[Items from a dataset]
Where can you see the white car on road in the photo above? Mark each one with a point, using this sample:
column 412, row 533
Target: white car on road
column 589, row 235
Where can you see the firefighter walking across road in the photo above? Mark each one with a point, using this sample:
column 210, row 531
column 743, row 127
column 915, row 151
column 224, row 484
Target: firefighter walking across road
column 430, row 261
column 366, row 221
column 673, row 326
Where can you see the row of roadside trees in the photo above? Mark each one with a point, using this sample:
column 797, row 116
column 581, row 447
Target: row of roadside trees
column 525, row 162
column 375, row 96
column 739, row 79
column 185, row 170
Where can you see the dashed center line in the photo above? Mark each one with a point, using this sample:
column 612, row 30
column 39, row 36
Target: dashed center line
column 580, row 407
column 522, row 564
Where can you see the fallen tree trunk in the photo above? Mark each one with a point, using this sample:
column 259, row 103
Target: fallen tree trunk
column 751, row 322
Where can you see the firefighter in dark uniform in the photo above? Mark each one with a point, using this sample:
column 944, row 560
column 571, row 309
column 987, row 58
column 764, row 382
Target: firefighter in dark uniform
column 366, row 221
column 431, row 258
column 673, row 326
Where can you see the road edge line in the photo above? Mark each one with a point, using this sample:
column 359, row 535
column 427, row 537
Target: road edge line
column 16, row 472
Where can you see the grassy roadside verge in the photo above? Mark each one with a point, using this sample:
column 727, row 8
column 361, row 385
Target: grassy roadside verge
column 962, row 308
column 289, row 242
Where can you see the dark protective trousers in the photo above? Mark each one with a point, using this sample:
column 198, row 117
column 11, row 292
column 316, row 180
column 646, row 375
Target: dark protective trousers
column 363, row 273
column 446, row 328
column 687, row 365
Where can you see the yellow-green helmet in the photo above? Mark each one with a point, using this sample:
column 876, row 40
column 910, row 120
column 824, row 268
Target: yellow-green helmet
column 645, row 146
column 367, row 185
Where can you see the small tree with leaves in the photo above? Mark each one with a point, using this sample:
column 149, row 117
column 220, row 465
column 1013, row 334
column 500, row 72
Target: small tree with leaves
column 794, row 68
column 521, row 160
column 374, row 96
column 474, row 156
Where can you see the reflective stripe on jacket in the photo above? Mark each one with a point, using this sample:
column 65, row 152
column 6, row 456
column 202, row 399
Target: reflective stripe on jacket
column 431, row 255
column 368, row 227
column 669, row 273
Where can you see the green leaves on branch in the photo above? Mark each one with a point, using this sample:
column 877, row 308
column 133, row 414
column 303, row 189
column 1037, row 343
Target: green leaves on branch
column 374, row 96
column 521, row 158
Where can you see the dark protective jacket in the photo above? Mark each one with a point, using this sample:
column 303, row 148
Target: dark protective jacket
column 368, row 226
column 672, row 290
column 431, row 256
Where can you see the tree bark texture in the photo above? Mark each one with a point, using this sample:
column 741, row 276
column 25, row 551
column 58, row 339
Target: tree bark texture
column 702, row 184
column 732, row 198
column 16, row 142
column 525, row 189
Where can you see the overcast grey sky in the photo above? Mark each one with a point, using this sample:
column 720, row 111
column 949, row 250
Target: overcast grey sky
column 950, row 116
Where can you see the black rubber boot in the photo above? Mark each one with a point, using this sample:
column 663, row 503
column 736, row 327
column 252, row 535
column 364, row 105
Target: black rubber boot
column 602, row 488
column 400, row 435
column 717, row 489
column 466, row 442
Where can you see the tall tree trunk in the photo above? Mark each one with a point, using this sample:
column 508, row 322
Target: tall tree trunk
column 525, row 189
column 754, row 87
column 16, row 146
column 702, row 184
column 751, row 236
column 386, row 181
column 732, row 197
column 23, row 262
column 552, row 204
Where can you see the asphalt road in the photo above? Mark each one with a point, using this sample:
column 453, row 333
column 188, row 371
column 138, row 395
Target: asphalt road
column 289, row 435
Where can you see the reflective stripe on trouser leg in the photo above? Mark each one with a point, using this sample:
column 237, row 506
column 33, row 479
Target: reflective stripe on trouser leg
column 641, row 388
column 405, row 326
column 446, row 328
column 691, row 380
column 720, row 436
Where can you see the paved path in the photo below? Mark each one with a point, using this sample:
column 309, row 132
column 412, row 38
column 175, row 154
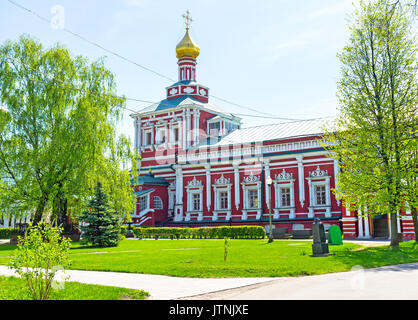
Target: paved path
column 160, row 287
column 384, row 283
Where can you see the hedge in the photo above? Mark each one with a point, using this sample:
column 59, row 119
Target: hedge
column 241, row 232
column 6, row 233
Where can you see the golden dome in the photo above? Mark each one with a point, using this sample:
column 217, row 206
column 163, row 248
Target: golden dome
column 187, row 48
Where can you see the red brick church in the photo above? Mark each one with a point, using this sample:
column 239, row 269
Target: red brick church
column 200, row 167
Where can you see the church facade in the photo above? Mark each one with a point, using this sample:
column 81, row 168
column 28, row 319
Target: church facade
column 200, row 167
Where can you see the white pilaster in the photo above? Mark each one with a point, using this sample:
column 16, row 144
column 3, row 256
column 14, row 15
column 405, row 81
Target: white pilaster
column 366, row 224
column 267, row 187
column 360, row 224
column 336, row 172
column 301, row 180
column 208, row 187
column 188, row 129
column 236, row 184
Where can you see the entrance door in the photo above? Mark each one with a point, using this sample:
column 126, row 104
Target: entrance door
column 380, row 226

## Work task
Every line above from the line with "Target: overcast grey sky" to the line with "column 364, row 105" is wanted, ends included; write them out exactly and add no other line.

## Solved exercise
Target: overcast grey sky
column 950, row 116
Where can you see the black rubber boot in the photo above? Mark each one with a point, using this sample:
column 663, row 503
column 736, row 327
column 252, row 535
column 364, row 105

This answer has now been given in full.